**Aim of the exercise:** Could you give the data below again, exactly and completely?

**Excerpted data:**

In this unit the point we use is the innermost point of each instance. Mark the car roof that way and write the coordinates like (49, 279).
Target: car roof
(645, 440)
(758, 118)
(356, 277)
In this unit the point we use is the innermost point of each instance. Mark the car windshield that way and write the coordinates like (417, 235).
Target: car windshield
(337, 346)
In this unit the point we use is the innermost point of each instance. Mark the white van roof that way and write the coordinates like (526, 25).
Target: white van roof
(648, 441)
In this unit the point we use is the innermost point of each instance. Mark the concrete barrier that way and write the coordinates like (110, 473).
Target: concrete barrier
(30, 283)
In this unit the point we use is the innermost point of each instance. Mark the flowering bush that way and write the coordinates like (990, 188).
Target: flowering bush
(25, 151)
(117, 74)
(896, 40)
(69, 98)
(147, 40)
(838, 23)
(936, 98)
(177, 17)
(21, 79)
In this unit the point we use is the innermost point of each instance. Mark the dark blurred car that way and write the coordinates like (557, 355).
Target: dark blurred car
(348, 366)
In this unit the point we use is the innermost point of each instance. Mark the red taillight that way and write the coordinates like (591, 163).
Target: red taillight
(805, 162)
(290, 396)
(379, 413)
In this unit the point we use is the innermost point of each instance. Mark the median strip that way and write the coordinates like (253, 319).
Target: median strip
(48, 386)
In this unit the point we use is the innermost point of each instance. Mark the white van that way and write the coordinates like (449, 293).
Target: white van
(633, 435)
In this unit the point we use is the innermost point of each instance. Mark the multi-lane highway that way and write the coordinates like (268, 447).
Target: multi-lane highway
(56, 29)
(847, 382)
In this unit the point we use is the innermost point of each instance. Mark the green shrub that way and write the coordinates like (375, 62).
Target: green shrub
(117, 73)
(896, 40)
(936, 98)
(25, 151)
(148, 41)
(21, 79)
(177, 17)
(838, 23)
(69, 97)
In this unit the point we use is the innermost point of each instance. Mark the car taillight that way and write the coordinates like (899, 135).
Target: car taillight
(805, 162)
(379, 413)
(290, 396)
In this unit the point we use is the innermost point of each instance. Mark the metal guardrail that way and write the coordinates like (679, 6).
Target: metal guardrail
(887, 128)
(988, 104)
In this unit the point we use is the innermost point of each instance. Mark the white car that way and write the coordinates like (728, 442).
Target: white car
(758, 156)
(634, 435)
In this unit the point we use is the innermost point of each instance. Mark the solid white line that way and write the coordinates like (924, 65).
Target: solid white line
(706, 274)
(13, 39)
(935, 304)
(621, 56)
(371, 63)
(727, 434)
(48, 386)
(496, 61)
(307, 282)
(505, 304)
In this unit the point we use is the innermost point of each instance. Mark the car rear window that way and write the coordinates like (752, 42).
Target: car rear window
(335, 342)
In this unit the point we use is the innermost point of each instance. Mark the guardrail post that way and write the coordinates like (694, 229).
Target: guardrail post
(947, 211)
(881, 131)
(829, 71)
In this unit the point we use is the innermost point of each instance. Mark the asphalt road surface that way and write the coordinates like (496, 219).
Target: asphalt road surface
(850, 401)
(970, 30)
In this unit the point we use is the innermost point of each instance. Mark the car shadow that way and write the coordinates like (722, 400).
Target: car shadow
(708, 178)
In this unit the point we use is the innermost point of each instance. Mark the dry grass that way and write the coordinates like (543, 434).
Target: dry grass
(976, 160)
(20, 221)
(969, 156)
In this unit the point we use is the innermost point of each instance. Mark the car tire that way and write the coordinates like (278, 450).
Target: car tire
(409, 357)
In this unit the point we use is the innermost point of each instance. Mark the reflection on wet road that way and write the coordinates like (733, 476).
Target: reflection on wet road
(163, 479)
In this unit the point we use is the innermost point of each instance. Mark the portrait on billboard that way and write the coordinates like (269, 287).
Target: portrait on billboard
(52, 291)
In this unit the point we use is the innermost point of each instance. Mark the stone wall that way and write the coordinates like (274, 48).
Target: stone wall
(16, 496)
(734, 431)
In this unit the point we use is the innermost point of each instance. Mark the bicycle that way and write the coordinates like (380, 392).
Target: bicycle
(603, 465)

**Response:**
In this unit the point we use is the innermost point of each instance. Mark the car roof that way and write the coordinates like (49, 279).
Target: car roof
(645, 440)
(758, 118)
(356, 277)
In this unit the point we use is the innermost point of each instance. Mark the car windshield that way and write the coordinates like (417, 235).
Target: car windshield
(337, 346)
In this unit the point we use is the innermost point of each instance. Mark the white van roof that way and write the coordinates like (526, 25).
Target: white van roof
(648, 441)
In this unit the point we use is the innermost point of each instance. Mark the concrete barrier that way and write the coordinates like (110, 473).
Target: concrete barrier
(30, 283)
In this unit the point we use is the innermost point of each instance. Mark the flowering bush that way and write the coordinates like (990, 188).
Target: flowering bush
(25, 151)
(117, 74)
(896, 40)
(69, 98)
(147, 40)
(838, 23)
(936, 98)
(177, 17)
(21, 79)
In this unit the point we use is the innermost point of each instance. Mark the dark blurred car that way and write the coordinates like (557, 355).
Target: dark blurred car
(348, 366)
In this unit the point we use is the innermost point of each instance. Mark the red taillight that way and write the coordinates like (591, 163).
Target: red taillight
(805, 162)
(290, 396)
(379, 413)
In this unit the point we use is the innermost point of each instance. Mark the median strip that way and write the coordinates like (253, 319).
Target: median strip
(48, 386)
In this unit the point we use is the innermost point of each instance. Mark the white van that way and write the coordinates like (449, 293).
Target: white van
(633, 435)
In this unit the point we use is the innermost point of each instance. Mark the multi-lane highway that way and write the coordinates like (268, 447).
Target: multi-lane highway
(56, 29)
(847, 382)
In this unit the point we use is the innermost point of each instance. Mark the green shrub that way and write the coordinates like (375, 62).
Target: green shrub
(117, 73)
(896, 40)
(936, 98)
(25, 151)
(148, 41)
(21, 79)
(177, 17)
(838, 23)
(69, 97)
In this unit the point we use is the innermost point of each instance. Mark the car taillight that way and write the coordinates like (899, 135).
Target: car taillight
(805, 162)
(379, 413)
(290, 396)
In this unit the point we use is the innermost point of each instance. Mark the metal guardrail that way and write the coordinates like (679, 6).
Target: metal guardrail
(887, 128)
(988, 104)
In this unit the point we use is the innermost point of each instance. Mark the white car that way and write the coordinates like (728, 442).
Target: white car
(758, 156)
(634, 435)
In this unit the point we use is the innermost point of each instance. Mark the solid white line that way and write the coordinates like (924, 65).
Target: solid white line
(706, 274)
(13, 39)
(935, 304)
(621, 56)
(371, 63)
(727, 434)
(48, 386)
(496, 61)
(307, 282)
(505, 304)
In this unit the point we use is the innermost point of each instance. Mark the car rear window that way and write the coordinates like (752, 42).
Target: car rear window
(335, 342)
In this unit the point we use is the innermost point of each instance. Mark the guardrail post that way and write the coordinates like (694, 229).
Target: guardrail post
(947, 211)
(881, 131)
(829, 71)
In this unit the point we use is the innermost point of each instance. Mark the asphalt road surface that way and write the coordinates like (496, 219).
Target: asphalt road surface
(850, 401)
(970, 30)
In this unit the point we use is the innermost point of each instance. Mark the car shadow that way and write the coordinates like (722, 400).
Target: car shadow
(708, 178)
In this unit the point we use is the innermost point of each instance. Mark the dry grass that way and write the coordinates like (543, 434).
Target: dry grass
(976, 160)
(20, 221)
(969, 156)
In this unit the point we use is the innermost point of each instance. Mark the car tire that way and write the coordinates like (278, 450).
Target: car tire
(409, 357)
In this unit the point we use is the innermost point of each instance. Mark the reflection on wet road that way and write the coordinates like (733, 476).
Target: reflection on wet road
(163, 479)
In this unit the point we use is the innermost point of each instance. Mark the portrait on billboard that way and write the coordinates like (269, 287).
Target: portrait on billboard
(52, 291)
In this unit the point we use is the innermost point of each instance. Mark the stone wall that way and write the coordinates like (274, 48).
Target: stone wall
(16, 496)
(734, 431)
In this unit the point we use is the innermost point of each instance. Mark the bicycle that way and write the coordinates like (380, 392).
Target: bicycle
(603, 465)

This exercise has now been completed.